## Excerpt provided
● ● ● ●

Section 69 of GST – Power to arrest as per GST Act. Complete Details for GST Section 69 In this section you may find all details for “Power to arrest as per GST Act” as per GST Act 2017. Detailed Analysis of GST Section 69 of GST Act 2017.
Section 69 of GST – Power to arrest as per GST Act
(1) Where the Commissioner has reasons to believe that a person has committed any offence specified in clause (a) or clause (b) or clause (c) or clause (d) of sub-section (1) of section 132 which is punishable under clause (i) or (ii) of sub-section (1), or under sub-section (2) of the said section, he may, by order, authorise any officer of the central tax to arrest such person.
(2) Where a person is arrested under sub-section (1) for an offence specified under sub-section (5) of section 132, the officer authorised to arrest the person shall inform such person of the grounds of arrest and produce him before a magistrate within twenty-four hours.

● ● ● ●

## Material
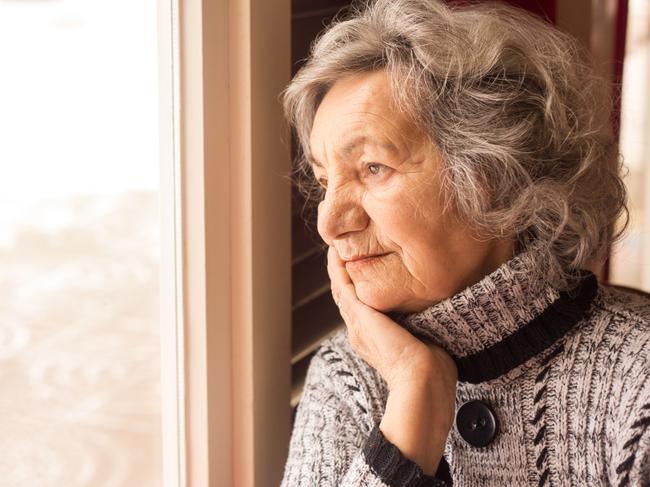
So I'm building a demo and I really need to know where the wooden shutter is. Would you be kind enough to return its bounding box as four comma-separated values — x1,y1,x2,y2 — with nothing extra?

● ● ● ●

## Task requirements
Reproduce the section on the power to arrest from "(2) Where a" to "within twenty-four hours.", substituting "forty-eight hours" for "twenty-four hours".

## Output of the task
(2) Where a person is arrested under sub-section (1) for an offence specified under sub-section (5) of section 132, the officer authorised to arrest the person shall inform such person of the grounds of arrest and produce him before a magistrate within forty-eight hours.